Top of DATASET EXTRACT
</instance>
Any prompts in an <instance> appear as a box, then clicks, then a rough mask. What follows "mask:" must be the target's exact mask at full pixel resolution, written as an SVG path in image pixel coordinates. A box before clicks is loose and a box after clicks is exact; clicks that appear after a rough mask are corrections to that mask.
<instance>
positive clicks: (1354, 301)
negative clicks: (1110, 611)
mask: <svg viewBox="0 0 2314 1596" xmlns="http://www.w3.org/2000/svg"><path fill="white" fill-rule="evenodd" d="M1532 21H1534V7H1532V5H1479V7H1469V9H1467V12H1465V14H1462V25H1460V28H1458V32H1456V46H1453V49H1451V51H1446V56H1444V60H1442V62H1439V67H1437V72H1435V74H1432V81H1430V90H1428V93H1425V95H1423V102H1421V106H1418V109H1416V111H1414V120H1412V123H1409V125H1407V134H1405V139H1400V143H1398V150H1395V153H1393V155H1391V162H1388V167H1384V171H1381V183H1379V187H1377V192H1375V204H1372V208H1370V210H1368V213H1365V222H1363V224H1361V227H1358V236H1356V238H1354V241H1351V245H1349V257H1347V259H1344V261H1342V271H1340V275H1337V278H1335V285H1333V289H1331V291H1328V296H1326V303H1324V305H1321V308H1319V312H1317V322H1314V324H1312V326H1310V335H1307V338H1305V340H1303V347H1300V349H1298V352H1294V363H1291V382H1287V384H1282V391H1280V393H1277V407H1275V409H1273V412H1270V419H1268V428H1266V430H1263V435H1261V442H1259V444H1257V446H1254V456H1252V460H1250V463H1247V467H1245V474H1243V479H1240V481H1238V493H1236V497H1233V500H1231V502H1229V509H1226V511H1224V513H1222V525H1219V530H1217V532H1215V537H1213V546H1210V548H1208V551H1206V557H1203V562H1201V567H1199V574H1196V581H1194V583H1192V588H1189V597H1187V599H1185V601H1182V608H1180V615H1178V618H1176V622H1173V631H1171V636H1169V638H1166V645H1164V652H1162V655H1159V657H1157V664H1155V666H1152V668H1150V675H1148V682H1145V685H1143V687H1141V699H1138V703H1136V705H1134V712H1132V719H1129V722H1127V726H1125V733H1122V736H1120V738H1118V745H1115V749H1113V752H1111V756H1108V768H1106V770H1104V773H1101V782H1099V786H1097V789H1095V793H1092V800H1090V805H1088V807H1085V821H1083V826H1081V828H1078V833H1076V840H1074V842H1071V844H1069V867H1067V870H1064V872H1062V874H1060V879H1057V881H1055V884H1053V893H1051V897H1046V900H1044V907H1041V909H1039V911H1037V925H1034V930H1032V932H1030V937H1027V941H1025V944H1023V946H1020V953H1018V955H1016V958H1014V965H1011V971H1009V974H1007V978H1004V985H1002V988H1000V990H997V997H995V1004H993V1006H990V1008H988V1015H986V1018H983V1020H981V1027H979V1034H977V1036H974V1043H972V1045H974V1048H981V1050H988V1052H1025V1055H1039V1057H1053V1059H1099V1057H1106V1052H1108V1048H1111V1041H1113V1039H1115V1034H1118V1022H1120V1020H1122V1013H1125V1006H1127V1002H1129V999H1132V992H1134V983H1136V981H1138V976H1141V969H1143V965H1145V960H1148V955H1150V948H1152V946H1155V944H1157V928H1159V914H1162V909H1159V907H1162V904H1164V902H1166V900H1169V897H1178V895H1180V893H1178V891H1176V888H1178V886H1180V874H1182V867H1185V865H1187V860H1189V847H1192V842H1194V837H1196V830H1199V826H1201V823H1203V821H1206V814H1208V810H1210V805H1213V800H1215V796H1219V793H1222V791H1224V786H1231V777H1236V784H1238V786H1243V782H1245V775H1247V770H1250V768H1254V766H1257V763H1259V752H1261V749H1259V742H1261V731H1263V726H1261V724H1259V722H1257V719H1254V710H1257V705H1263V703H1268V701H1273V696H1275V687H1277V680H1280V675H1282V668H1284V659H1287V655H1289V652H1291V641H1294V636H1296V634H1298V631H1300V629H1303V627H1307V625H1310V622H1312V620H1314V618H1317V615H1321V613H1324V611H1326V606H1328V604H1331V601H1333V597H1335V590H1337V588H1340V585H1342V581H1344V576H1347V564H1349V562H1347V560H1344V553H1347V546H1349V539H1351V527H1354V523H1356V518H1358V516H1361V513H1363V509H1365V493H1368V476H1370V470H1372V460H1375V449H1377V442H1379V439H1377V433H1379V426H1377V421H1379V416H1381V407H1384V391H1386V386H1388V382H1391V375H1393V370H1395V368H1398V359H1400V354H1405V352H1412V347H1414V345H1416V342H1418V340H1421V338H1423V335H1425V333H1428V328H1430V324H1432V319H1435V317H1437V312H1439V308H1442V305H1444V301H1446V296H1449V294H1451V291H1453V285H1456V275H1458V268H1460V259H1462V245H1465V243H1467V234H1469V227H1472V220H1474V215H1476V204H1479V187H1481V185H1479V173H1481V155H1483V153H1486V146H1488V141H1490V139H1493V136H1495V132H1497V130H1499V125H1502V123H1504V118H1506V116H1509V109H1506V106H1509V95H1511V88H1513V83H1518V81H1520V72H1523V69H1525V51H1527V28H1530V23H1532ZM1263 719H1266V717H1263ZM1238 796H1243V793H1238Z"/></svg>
Bottom of DATASET EXTRACT
TASK GOAL: Your answer must be the complete data, repeated word for word.

RESULT OF THE EXERCISE:
</instance>
Any prompts in an <instance> appear as a box, then clicks, then a rough mask. What follows "mask:" must be the target's exact mask at full pixel resolution, written as an SVG path in image pixel coordinates. A box before clicks is loose and a box after clicks is exact; clicks that appear after a rough mask are corrections to that mask.
<instance>
positive clicks: (1354, 301)
negative clicks: (1110, 611)
mask: <svg viewBox="0 0 2314 1596" xmlns="http://www.w3.org/2000/svg"><path fill="white" fill-rule="evenodd" d="M1532 21H1534V7H1532V5H1479V7H1469V9H1467V12H1465V14H1462V25H1460V28H1458V32H1456V46H1453V49H1451V51H1446V56H1444V60H1442V62H1439V67H1437V72H1435V74H1432V81H1430V90H1428V93H1425V95H1423V102H1421V106H1418V109H1416V111H1414V120H1412V123H1409V125H1407V134H1405V139H1400V143H1398V150H1395V153H1393V155H1391V162H1388V167H1384V171H1381V183H1379V187H1377V192H1375V204H1372V208H1370V210H1368V213H1365V222H1363V224H1361V227H1358V236H1356V238H1354V241H1351V245H1349V257H1347V259H1344V261H1342V271H1340V275H1337V278H1335V285H1333V289H1331V291H1328V296H1326V303H1324V305H1321V308H1319V312H1317V322H1314V324H1312V326H1310V335H1307V338H1305V340H1303V347H1300V349H1298V352H1294V363H1291V382H1287V384H1282V391H1280V393H1277V407H1275V409H1273V412H1270V419H1268V428H1266V430H1263V435H1261V442H1259V444H1257V446H1254V456H1252V460H1250V463H1247V467H1245V474H1243V479H1240V481H1238V493H1236V497H1233V500H1231V502H1229V509H1226V511H1224V513H1222V525H1219V530H1217V532H1215V537H1213V546H1210V548H1208V551H1206V557H1203V562H1201V567H1199V574H1196V581H1194V583H1192V588H1189V597H1187V599H1185V601H1182V608H1180V615H1178V618H1176V622H1173V631H1171V636H1169V638H1166V645H1164V652H1162V655H1159V657H1157V664H1155V666H1152V668H1150V675H1148V682H1145V685H1143V687H1141V699H1138V703H1136V705H1134V712H1132V719H1129V722H1127V726H1125V733H1122V736H1120V738H1118V745H1115V749H1113V752H1111V756H1108V768H1106V770H1104V773H1101V782H1099V786H1097V789H1095V793H1092V800H1090V805H1088V807H1085V821H1083V826H1081V828H1078V833H1076V840H1074V842H1071V844H1069V867H1067V870H1064V872H1062V874H1060V879H1057V881H1055V884H1053V893H1051V897H1046V900H1044V907H1041V909H1039V911H1037V925H1034V930H1032V932H1030V937H1027V941H1025V944H1023V946H1020V953H1018V955H1016V958H1014V965H1011V971H1009V974H1007V978H1004V985H1002V988H1000V990H997V997H995V1004H993V1006H990V1008H988V1015H986V1018H983V1020H981V1027H979V1034H977V1036H974V1043H972V1045H974V1048H981V1050H988V1052H1025V1055H1039V1057H1053V1059H1099V1057H1106V1052H1108V1048H1111V1041H1113V1039H1115V1034H1118V1022H1120V1020H1122V1013H1125V1006H1127V1002H1129V999H1132V992H1134V983H1136V981H1138V976H1141V969H1143V965H1145V960H1148V955H1150V948H1152V946H1155V944H1157V928H1159V914H1162V909H1159V907H1162V904H1164V902H1166V900H1169V897H1178V895H1180V893H1178V891H1176V888H1178V886H1180V874H1182V867H1185V865H1187V860H1189V847H1192V842H1194V837H1196V830H1199V826H1201V823H1203V821H1206V814H1208V810H1210V805H1213V800H1215V796H1219V793H1222V791H1224V786H1231V777H1236V784H1238V786H1243V782H1245V775H1247V770H1250V768H1254V766H1257V763H1259V752H1261V749H1259V742H1261V731H1263V726H1261V724H1259V722H1257V719H1254V710H1257V705H1263V703H1268V701H1273V696H1275V687H1277V680H1280V675H1282V668H1284V659H1287V655H1289V652H1291V641H1294V636H1296V634H1298V631H1300V629H1303V627H1307V625H1310V622H1312V620H1314V618H1317V615H1321V613H1324V611H1326V606H1328V604H1331V601H1333V597H1335V590H1337V588H1340V585H1342V581H1344V576H1347V564H1349V562H1347V560H1344V553H1347V546H1349V539H1351V527H1354V523H1356V518H1358V516H1361V513H1363V509H1365V493H1368V476H1370V470H1372V460H1375V449H1377V442H1379V439H1377V433H1379V426H1377V421H1379V416H1381V407H1384V391H1386V386H1388V382H1391V375H1393V370H1395V368H1398V359H1400V354H1405V352H1412V347H1414V345H1416V342H1418V340H1421V338H1423V335H1425V333H1428V328H1430V324H1432V319H1435V317H1437V312H1439V308H1442V305H1444V301H1446V296H1449V294H1451V291H1453V285H1456V275H1458V268H1460V259H1462V245H1465V243H1467V234H1469V227H1472V220H1474V215H1476V204H1479V187H1481V185H1479V173H1481V155H1483V153H1486V146H1488V141H1490V139H1493V136H1495V132H1497V130H1499V125H1502V123H1504V118H1506V116H1509V109H1506V106H1509V95H1511V88H1513V83H1518V81H1520V72H1523V69H1525V51H1527V28H1530V23H1532ZM1263 719H1266V717H1263ZM1238 796H1243V793H1238Z"/></svg>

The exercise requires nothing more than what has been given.